Region pointing data:

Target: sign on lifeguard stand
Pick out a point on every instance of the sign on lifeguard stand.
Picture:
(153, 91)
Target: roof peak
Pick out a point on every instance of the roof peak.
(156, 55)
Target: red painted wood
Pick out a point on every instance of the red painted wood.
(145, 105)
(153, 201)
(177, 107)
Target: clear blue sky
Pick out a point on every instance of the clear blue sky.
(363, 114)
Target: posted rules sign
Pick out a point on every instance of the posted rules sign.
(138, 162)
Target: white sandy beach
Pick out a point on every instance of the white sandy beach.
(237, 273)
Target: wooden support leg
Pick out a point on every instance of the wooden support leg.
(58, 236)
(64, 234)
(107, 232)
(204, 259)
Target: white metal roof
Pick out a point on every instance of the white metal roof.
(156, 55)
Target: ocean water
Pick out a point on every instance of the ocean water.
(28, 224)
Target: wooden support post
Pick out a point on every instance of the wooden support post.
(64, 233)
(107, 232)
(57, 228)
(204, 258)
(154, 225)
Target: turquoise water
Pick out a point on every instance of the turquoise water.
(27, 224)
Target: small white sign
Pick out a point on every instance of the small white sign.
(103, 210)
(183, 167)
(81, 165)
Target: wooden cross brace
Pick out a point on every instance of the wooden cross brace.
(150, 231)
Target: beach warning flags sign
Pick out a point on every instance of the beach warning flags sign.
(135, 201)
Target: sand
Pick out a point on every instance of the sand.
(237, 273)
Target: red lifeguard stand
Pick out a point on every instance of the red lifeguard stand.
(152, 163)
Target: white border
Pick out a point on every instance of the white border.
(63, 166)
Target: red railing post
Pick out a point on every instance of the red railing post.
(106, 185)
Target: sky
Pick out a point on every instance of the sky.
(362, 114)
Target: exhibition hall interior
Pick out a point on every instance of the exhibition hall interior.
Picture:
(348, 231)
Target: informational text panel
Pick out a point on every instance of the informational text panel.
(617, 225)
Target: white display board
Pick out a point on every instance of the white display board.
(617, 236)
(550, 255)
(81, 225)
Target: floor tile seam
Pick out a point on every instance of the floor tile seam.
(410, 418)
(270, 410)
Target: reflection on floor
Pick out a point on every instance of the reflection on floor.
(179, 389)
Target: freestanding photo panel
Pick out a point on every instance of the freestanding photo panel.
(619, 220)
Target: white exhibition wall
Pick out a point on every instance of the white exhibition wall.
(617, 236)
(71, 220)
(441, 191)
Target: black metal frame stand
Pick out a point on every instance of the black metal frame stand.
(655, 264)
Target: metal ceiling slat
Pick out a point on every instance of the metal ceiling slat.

- **EXERCISE AIM**: Where the word "slat" shows up in a line of the entries above, copy that line.

- **REPLY**:
Target: metal ceiling slat
Pick out a point on every instance of the metal ceiling slat.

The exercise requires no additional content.